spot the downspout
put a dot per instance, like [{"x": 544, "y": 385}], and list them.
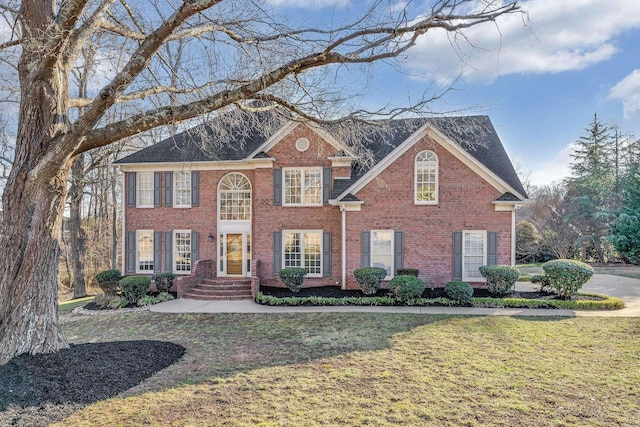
[{"x": 344, "y": 247}]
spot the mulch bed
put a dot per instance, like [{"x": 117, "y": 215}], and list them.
[{"x": 32, "y": 385}]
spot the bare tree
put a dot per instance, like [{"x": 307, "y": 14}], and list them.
[{"x": 239, "y": 50}]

• • • • • • •

Repeat every record exactly, but not the pictures.

spot the downspout
put a dot per instance, like [{"x": 544, "y": 385}], and list them.
[{"x": 344, "y": 247}]
spot the mulch bed
put a dot per instance, like [{"x": 117, "y": 215}], and list them.
[{"x": 32, "y": 385}]
spot the bare tree
put a dot per instance, like [{"x": 307, "y": 14}], and list them.
[{"x": 239, "y": 50}]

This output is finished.